YOUR GOAL: Determine the number of lines in the data below that hold "frond"; give nothing but that number.

[RECORD EXTRACTS — start]

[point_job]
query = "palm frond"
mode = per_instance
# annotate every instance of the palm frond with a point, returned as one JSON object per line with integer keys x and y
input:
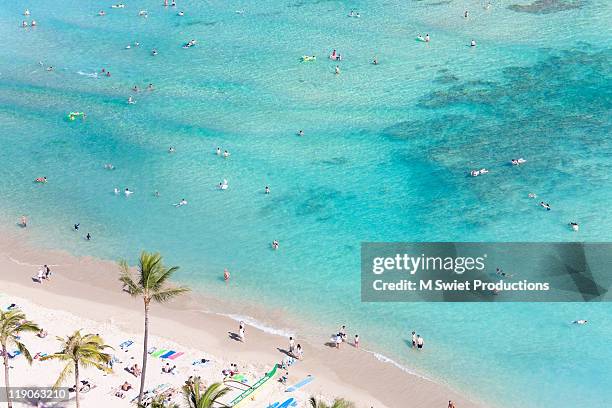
{"x": 24, "y": 351}
{"x": 12, "y": 324}
{"x": 84, "y": 350}
{"x": 64, "y": 375}
{"x": 165, "y": 295}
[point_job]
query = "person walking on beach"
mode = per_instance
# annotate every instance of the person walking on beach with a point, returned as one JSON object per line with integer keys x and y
{"x": 241, "y": 332}
{"x": 338, "y": 340}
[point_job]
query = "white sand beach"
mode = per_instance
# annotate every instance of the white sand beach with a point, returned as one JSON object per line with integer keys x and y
{"x": 84, "y": 293}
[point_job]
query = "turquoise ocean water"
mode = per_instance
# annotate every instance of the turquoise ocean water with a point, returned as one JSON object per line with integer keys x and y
{"x": 384, "y": 158}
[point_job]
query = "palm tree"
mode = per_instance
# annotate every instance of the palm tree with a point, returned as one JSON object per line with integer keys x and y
{"x": 150, "y": 283}
{"x": 159, "y": 402}
{"x": 80, "y": 351}
{"x": 198, "y": 396}
{"x": 12, "y": 324}
{"x": 338, "y": 403}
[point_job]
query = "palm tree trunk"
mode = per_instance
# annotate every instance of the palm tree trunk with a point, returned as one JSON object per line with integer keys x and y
{"x": 76, "y": 378}
{"x": 6, "y": 380}
{"x": 144, "y": 351}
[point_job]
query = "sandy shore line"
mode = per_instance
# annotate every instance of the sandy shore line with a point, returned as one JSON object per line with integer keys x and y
{"x": 86, "y": 291}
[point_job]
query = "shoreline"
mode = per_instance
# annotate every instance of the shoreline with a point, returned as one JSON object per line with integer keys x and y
{"x": 86, "y": 287}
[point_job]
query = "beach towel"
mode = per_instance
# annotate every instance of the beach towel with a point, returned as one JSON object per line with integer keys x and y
{"x": 168, "y": 354}
{"x": 201, "y": 361}
{"x": 126, "y": 344}
{"x": 291, "y": 402}
{"x": 175, "y": 356}
{"x": 158, "y": 353}
{"x": 302, "y": 383}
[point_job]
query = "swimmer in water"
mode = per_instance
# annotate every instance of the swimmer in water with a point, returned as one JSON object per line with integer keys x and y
{"x": 545, "y": 205}
{"x": 181, "y": 203}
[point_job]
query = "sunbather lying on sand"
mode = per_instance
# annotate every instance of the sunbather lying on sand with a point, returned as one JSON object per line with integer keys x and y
{"x": 134, "y": 370}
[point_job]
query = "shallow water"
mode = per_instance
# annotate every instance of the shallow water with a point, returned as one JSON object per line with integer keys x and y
{"x": 385, "y": 158}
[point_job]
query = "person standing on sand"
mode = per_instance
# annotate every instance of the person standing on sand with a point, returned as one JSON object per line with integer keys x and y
{"x": 291, "y": 345}
{"x": 241, "y": 331}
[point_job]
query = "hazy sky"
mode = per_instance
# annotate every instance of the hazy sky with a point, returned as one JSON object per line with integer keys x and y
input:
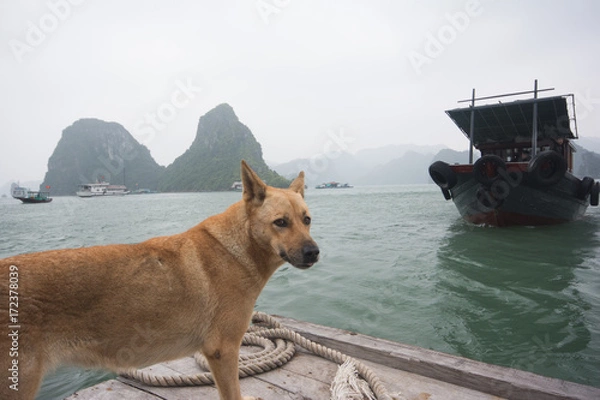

[RECORD EXTRACTS — finish]

TASK OUTPUT: 2